start
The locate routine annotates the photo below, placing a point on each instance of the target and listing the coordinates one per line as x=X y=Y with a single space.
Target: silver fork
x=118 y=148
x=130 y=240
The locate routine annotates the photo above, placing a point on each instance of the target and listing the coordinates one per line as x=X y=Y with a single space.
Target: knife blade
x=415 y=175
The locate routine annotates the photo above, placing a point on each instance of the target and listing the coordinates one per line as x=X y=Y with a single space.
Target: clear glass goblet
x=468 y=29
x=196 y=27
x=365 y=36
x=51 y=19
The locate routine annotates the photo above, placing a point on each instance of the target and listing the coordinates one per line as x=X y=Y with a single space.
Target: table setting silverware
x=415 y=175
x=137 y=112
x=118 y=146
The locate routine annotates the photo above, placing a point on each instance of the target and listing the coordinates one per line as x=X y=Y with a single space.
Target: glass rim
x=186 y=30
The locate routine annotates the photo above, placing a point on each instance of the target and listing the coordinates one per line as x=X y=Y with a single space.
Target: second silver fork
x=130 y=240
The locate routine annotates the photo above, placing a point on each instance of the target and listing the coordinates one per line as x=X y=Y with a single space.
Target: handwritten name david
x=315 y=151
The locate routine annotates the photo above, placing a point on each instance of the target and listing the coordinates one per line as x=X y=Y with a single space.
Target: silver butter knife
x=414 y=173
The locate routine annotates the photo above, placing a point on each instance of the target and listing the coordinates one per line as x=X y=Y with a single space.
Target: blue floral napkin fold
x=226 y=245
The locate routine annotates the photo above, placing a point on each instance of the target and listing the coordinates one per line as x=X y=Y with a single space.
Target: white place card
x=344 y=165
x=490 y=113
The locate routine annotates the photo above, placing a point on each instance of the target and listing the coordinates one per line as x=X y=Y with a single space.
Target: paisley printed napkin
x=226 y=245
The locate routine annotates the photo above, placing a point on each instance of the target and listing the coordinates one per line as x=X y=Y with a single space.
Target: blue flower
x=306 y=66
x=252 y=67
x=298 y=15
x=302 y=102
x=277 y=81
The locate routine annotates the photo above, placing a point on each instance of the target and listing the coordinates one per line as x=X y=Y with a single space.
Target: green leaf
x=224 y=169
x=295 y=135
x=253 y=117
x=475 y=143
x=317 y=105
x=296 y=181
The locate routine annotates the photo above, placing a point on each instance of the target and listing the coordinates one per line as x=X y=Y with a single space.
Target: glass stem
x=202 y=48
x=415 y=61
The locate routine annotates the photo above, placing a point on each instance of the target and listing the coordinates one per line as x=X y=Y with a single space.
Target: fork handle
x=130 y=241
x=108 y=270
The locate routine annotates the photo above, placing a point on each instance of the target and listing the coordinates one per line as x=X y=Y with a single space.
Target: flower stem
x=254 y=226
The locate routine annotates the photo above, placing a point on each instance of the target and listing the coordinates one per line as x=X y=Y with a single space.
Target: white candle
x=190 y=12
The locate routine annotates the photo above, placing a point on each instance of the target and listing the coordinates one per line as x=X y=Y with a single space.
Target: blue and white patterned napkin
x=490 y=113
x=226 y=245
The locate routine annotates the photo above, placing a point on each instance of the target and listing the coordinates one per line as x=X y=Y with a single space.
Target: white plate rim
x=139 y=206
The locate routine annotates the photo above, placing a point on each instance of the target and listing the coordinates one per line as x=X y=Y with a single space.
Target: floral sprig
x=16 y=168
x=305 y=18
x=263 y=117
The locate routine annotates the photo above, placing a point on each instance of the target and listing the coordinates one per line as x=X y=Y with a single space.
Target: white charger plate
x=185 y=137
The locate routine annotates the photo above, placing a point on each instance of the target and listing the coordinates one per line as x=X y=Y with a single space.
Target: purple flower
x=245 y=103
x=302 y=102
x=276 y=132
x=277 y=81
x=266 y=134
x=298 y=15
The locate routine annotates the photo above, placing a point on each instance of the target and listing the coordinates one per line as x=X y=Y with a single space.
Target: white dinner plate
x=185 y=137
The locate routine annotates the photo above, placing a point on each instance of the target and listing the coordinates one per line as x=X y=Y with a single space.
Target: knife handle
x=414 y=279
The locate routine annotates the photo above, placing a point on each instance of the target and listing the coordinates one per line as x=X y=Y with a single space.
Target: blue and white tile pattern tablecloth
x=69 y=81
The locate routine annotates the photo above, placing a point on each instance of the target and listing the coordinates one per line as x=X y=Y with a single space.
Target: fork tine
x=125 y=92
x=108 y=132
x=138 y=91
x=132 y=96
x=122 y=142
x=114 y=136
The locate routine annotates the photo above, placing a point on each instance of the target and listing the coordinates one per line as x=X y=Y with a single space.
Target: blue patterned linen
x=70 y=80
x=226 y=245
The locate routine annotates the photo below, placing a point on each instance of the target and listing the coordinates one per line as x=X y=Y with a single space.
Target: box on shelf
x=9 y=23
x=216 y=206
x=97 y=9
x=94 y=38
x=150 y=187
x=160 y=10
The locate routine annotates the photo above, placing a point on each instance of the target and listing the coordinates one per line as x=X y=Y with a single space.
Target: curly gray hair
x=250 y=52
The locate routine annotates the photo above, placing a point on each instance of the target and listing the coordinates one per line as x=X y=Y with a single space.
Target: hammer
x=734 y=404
end
Reproduce the complete data exactly as presented above.

The locate routine annotates the photo below, placing a point on each instance of the target and listing the coordinates one per line as x=X y=Y with a single space.
Target: silver fork
x=118 y=148
x=130 y=240
The locate routine annotates the photo above, placing a point on each instance of the target and listing the coordinates one per line as x=X y=Y with a single space.
Target: knife blade
x=415 y=175
The locate routine annotates the photo above, placing a point on each instance of the target and listing the coordinates one per line as x=X y=Y with a single space.
Target: clear glass goblet
x=468 y=29
x=196 y=27
x=365 y=36
x=51 y=19
The locate routine annotates the photo above, placing a point on each instance of the target and listing the coordinates one per line as x=X y=Y with a single space.
Target: table setting silverware
x=415 y=175
x=137 y=112
x=118 y=146
The locate routine annotates the photo above, placing a point on each instance of the target and listing the coordinates one per line as x=X y=Y with a single space.
Target: glass rim
x=186 y=30
The locate routine annotates the photo above, placing a point on each instance of the target and listing the coordinates one per line as x=X y=Y with a single space.
Target: second silver fork
x=130 y=240
The locate routine annotates the photo above, placing a point on each instance of the target and listing the coordinates one per line as x=X y=Y with a single space.
Target: handwritten name david
x=315 y=151
The locate routine annotates the photo above, placing a point on each instance of the target and listing the coordinates one per line as x=X y=Y with a single space.
Target: silver butter knife
x=414 y=173
The locate routine annotates the photo above, placing a point on each instance of the target and listing the coordinates one per line as x=X y=Y with a single space.
Target: blue floral napkin fold
x=226 y=245
The locate routine annotates the photo above, placing a point on each instance of the target and listing the coordinates one per line as x=X y=Y with a single space.
Target: white place card
x=344 y=165
x=490 y=113
The locate routine annotates the photo above, placing a point on each instance of the target and listing the coordinates one per line as x=X y=Y with a single space.
Target: paisley printed napkin
x=226 y=245
The locate routine annotates the photo above, placing a point on each instance of the target and listing the coordinates one per line as x=X y=Y with a single space.
Target: blue flower
x=306 y=66
x=252 y=67
x=298 y=15
x=302 y=102
x=277 y=81
The locate routine annotates the photo above, placing a point on each instance of the target and listing the coordinates one per line as x=X y=Y with a single space.
Target: green leaf
x=224 y=169
x=295 y=135
x=253 y=117
x=475 y=143
x=317 y=105
x=296 y=181
The locate routine annotates the photo above, placing a point on each instance of the target and listing the coordinates one per line as x=X y=Y with a single space.
Target: glass stem
x=202 y=48
x=415 y=61
The locate routine annotates the photo above, placing a point on each instance of the target and listing the coordinates one per line as x=X y=Y with a single space.
Target: fork handle
x=130 y=241
x=108 y=270
The locate routine annotates the photo above, placing a point on each instance of the target and listing the coordinates one per line as x=X y=Y with a single space.
Target: flower stem
x=254 y=226
The locate routine annotates the photo above, placing a point on each instance of the target and listing the coordinates one per line as x=X y=Y with a single space.
Target: white candle
x=190 y=12
The locate routine annotates the photo above, placing a point on each instance of the target and listing the coordinates one per line as x=X y=Y with a single space.
Target: blue and white patterned napkin
x=490 y=113
x=226 y=245
The locate routine annotates the photo above, placing a point on each instance of the target and listing the coordinates one per line as x=X y=Y with a single space.
Target: white plate rim
x=139 y=206
The locate routine annotates the photo above, placing a point on each instance of the target and listing the coordinates one per line as x=X y=Y with a single space.
Target: floral sprig
x=16 y=168
x=305 y=18
x=263 y=117
The locate routine annotates the photo above, placing a point on each instance of the target and listing the coordinates one per line as x=X y=Y with a single space.
Target: white charger plate
x=185 y=137
The locate routine annotates the photo above, placing a point on each instance of the target and listing the coordinates one per line as x=X y=Y with a single space.
Target: purple flower
x=245 y=103
x=302 y=102
x=276 y=132
x=277 y=81
x=266 y=134
x=298 y=15
The locate routine annotates the photo above, placing a point on each instance of the target and listing the coordinates one per line as x=X y=Y with a single space.
Target: white dinner plate
x=185 y=137
The locate routine annotates the photo above, placing a point on each instance of the target and listing the coordinates one per line as x=X y=Y with a single space.
Target: knife handle
x=414 y=279
The locate routine annotates the photo above, placing a point on each instance of the target and listing the coordinates one per line as x=X y=Y with a single space.
Target: blue and white tile pattern tablecloth
x=69 y=81
The locate routine annotates the photo above, placing a point on each instance of the target and listing the coordinates one per line as x=X y=Y with a single space.
Target: fork tine
x=125 y=92
x=108 y=132
x=138 y=91
x=132 y=96
x=122 y=142
x=114 y=136
The locate routine annotates the photo above, placing a point on each instance of the target and listing the coordinates one per line as x=X y=Y with a single space.
Target: blue patterned linen
x=70 y=80
x=226 y=245
The locate routine annotates the photo below, placing a point on each instance of the target and listing the coordinates one per line as x=X y=Y with a single space.
Target: box on shelf
x=9 y=23
x=216 y=206
x=97 y=9
x=94 y=38
x=150 y=187
x=160 y=10
The locate routine annotates the photo above, placing a point on each instance of the target and listing the coordinates one per line as x=X y=Y with a single space.
Target: curly gray hair
x=250 y=52
The locate routine annotates the photo above, placing a point on each instance of the target and listing the coordinates one per line as x=X y=Y with a single space.
Target: hammer
x=734 y=404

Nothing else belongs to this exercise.